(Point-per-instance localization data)
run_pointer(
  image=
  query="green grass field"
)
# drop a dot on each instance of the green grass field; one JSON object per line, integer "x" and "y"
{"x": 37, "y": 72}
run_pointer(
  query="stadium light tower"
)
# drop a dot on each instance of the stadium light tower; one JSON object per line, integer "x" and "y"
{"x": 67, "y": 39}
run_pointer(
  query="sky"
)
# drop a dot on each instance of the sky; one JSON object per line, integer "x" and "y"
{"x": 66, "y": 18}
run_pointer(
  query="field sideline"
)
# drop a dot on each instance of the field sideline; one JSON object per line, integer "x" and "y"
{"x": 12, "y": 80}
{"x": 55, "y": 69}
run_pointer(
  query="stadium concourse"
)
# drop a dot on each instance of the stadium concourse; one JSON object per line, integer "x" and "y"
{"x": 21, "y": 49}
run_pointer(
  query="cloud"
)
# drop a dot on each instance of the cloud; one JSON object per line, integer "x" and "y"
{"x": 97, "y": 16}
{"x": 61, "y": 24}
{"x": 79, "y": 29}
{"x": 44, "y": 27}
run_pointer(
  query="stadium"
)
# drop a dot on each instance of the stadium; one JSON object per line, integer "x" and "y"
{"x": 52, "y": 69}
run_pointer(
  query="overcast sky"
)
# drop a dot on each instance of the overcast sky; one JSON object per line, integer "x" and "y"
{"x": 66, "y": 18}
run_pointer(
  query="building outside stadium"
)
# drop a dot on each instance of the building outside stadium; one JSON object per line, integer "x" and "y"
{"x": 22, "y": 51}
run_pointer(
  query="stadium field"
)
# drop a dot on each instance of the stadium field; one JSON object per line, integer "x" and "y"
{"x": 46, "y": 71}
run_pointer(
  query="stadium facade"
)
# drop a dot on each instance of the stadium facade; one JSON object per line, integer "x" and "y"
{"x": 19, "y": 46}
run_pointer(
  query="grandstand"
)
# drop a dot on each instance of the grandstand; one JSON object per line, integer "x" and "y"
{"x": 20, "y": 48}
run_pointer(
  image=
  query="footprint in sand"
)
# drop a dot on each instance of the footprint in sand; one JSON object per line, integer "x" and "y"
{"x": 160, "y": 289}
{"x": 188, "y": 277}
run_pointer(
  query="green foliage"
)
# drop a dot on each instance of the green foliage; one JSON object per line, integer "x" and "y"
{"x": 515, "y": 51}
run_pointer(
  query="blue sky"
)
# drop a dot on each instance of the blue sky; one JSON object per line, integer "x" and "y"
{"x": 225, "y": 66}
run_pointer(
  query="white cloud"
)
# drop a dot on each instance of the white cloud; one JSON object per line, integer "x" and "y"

● **Required action**
Print all entries again, exactly.

● **Task response**
run_pointer(
  image=
  query="green grass field"
)
# drop a dot on each instance of the green grass field; one JSON object per line, integer "x" and "y"
{"x": 37, "y": 72}
run_pointer(
  query="stadium light tower"
)
# drop a dot on each instance of the stadium light tower; one JSON object per line, integer "x" and "y"
{"x": 67, "y": 39}
run_pointer(
  query="sky"
)
# drop a dot on each instance of the sky; one JSON object per line, integer "x" and "y"
{"x": 66, "y": 18}
run_pointer(
  query="field sideline"
)
# drop a dot on each instance of the field sideline; one JSON object per line, integer "x" and "y"
{"x": 12, "y": 80}
{"x": 55, "y": 69}
run_pointer(
  query="stadium concourse"
)
# drop a dot on each instance of the stadium concourse; one JSON object per line, integer "x" and "y"
{"x": 21, "y": 49}
run_pointer(
  query="cloud"
)
# drop a dot on each instance of the cloud; one JSON object per line, integer "x" and "y"
{"x": 97, "y": 16}
{"x": 61, "y": 24}
{"x": 79, "y": 29}
{"x": 44, "y": 27}
run_pointer(
  query="stadium"
)
# drop a dot on each instance of the stadium; one JSON object per line, integer "x" and "y"
{"x": 52, "y": 69}
run_pointer(
  query="overcast sky"
)
# drop a dot on each instance of the overcast sky; one JSON object per line, integer "x" and "y"
{"x": 66, "y": 18}
run_pointer(
  query="building outside stadium"
)
# drop a dot on each instance of the building outside stadium; one JSON object per line, integer "x" and "y"
{"x": 22, "y": 51}
run_pointer(
  query="stadium field"
)
# drop a dot on each instance of the stadium field; one JSON object per line, integer "x" and "y"
{"x": 46, "y": 71}
run_pointer(
  query="stadium facade"
)
# drop a dot on each instance of the stadium facade; one JSON object per line, integer "x" and "y"
{"x": 19, "y": 46}
run_pointer(
  query="grandstand"
)
# drop a dot on each instance of the grandstand; one JSON object per line, integer "x" and "y"
{"x": 20, "y": 48}
run_pointer(
  image=
  query="footprint in sand"
)
# drop a dot on each instance of the footprint in sand; one JSON object per line, integer "x" and "y"
{"x": 160, "y": 289}
{"x": 188, "y": 277}
run_pointer(
  query="green foliage"
)
# drop a dot on each instance of the green foliage; one JSON object per line, integer "x" and "y"
{"x": 515, "y": 51}
run_pointer(
  query="blue sky"
)
# drop a dot on each instance of the blue sky; one JSON object per line, integer "x" and "y"
{"x": 225, "y": 66}
run_pointer(
  query="white cloud"
)
# drop a dot on each instance of the white cloud; one JSON object per line, integer "x" and "y"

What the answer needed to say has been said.